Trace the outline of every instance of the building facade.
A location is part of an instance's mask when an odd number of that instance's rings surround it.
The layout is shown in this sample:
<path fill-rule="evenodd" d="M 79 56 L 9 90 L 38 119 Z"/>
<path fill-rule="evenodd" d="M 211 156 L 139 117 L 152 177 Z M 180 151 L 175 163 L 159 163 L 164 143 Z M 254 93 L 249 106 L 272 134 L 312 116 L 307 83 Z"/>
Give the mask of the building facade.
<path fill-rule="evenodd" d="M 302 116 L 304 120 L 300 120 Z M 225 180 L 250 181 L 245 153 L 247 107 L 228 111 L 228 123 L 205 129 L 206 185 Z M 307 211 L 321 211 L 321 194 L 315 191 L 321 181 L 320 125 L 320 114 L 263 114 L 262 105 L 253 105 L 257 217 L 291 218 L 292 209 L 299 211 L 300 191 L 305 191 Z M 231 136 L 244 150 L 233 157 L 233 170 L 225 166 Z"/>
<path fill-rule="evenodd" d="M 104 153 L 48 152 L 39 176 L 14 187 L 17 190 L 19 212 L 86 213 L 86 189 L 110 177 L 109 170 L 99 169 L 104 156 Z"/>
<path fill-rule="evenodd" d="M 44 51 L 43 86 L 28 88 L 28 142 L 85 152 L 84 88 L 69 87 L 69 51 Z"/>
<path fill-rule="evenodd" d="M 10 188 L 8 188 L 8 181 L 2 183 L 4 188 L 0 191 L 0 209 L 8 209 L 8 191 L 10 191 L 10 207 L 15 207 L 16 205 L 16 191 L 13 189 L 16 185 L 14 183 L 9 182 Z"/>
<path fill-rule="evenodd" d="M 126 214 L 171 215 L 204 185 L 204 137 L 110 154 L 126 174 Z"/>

───

● Was erwartet wird:
Wiederhole sämtliche oben stehenden Datensätze Zeile für Zeile in unveränderter Form.

● Vollständige Lösung:
Trace the outline of every instance of the building facade.
A location is part of an instance's mask when an odd number of that instance's rings surround it.
The layout is shown in this sample:
<path fill-rule="evenodd" d="M 79 56 L 9 90 L 38 119 Z"/>
<path fill-rule="evenodd" d="M 211 156 L 139 117 L 152 177 Z M 180 151 L 175 163 L 159 163 L 164 143 Z M 254 93 L 249 106 L 272 134 L 312 116 L 307 83 Z"/>
Give the mask of the building facade.
<path fill-rule="evenodd" d="M 302 116 L 304 120 L 300 120 Z M 225 180 L 250 181 L 245 153 L 247 107 L 228 111 L 228 123 L 205 129 L 206 185 Z M 307 211 L 321 211 L 321 194 L 315 191 L 321 181 L 320 125 L 320 114 L 263 114 L 262 105 L 253 105 L 257 217 L 291 218 L 292 209 L 299 211 L 300 191 L 305 191 Z M 231 136 L 244 150 L 233 157 L 233 170 L 225 166 Z"/>
<path fill-rule="evenodd" d="M 104 153 L 48 152 L 39 176 L 14 187 L 17 190 L 19 212 L 86 213 L 86 189 L 110 177 L 109 170 L 99 169 L 104 156 Z"/>
<path fill-rule="evenodd" d="M 44 51 L 43 86 L 28 88 L 28 142 L 85 152 L 84 88 L 69 87 L 69 51 Z"/>
<path fill-rule="evenodd" d="M 10 188 L 8 188 L 8 181 L 2 183 L 4 188 L 0 191 L 0 209 L 8 209 L 8 191 L 10 191 L 10 207 L 15 207 L 16 205 L 16 191 L 13 189 L 16 185 L 14 183 L 9 182 Z"/>
<path fill-rule="evenodd" d="M 126 214 L 171 215 L 204 185 L 204 137 L 110 154 L 126 174 Z"/>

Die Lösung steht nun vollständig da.